■ Exercise input:
** Begin **
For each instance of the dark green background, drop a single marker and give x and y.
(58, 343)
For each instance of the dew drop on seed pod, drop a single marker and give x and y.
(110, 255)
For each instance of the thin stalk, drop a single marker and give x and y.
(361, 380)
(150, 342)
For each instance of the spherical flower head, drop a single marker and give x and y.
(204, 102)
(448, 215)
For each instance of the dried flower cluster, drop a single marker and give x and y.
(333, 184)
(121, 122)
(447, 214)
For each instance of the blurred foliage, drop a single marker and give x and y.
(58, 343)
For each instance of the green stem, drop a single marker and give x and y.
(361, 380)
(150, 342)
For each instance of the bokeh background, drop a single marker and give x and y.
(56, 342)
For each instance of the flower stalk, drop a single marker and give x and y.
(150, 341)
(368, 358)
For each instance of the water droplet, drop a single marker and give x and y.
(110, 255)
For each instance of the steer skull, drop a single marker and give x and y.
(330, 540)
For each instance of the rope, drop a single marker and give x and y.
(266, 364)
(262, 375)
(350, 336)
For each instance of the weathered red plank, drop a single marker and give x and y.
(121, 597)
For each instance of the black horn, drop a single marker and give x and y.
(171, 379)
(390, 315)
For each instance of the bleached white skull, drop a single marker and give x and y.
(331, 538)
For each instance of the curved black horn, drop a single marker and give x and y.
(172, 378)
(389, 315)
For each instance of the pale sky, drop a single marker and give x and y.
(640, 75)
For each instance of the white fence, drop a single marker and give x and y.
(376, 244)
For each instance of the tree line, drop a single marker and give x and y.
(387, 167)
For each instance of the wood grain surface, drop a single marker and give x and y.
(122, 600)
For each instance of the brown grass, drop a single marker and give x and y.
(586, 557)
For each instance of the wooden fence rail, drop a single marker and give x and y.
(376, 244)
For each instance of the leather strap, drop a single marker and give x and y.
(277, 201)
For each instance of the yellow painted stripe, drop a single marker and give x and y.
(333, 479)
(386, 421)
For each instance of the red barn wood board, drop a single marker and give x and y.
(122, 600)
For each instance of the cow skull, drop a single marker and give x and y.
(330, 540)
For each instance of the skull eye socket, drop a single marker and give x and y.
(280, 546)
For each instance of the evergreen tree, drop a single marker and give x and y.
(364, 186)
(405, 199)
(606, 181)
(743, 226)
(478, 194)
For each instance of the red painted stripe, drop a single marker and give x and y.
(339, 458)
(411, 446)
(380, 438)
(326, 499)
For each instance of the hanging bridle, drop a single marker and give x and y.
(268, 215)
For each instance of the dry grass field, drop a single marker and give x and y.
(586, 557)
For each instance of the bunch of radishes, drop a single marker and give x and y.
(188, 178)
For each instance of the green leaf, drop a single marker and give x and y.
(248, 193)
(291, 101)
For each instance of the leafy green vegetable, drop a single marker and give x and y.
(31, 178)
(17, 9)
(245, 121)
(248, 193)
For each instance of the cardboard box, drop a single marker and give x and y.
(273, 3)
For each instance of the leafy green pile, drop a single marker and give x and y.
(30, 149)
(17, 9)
** End **
■ Given task:
Your task is to reproduce, exactly and exclusively, the lines from the one holding "For each instance of the tree" through the final line of the listing.

■ Task output:
For each instance of the tree line, drop a single marker and give x and y.
(387, 167)
For each instance of the wood grain surface, drop a single marker and give x and y.
(122, 600)
For each instance of the brown grass, drop a single marker and give x and y.
(586, 557)
For each instance of the wooden fence rail, drop a single marker and give x and y.
(376, 244)
For each instance of the leather strap, drop a single marker and give x and y.
(277, 201)
For each instance of the yellow painted stripe, drop a single marker and give x and y.
(333, 479)
(386, 421)
For each instance of the red barn wood board, drop a single marker and give x and y.
(122, 600)
For each instance of the cow skull, drop a single marker and give x and y.
(330, 540)
For each instance of the skull eye socket, drop a single marker and give x and y.
(280, 546)
For each instance of the evergreen tree, drop a single marker and give x and y.
(364, 186)
(405, 199)
(606, 181)
(743, 226)
(478, 194)
For each instance of the red painted stripe, drop a single marker and give x and y.
(339, 458)
(411, 446)
(380, 438)
(326, 499)
For each instance of the hanging bridle, drop a single marker and give x and y.
(268, 215)
For each instance of the dry grass field, drop a single marker and give x and y.
(586, 557)
For each instance of the bunch of radishes, drop a single marker and give x and y.
(188, 178)
For each instance of the green leaf, drop a single marker and give x and y.
(248, 193)
(291, 101)
For each instance of the leafy green vegetable, drop a single marker and give x and y.
(31, 178)
(17, 9)
(245, 121)
(248, 193)
For each instance of the cardboard box, drop a single marker and give x and y.
(273, 3)
For each instance of the leafy green pile, drop a single marker and give x and y.
(30, 149)
(17, 9)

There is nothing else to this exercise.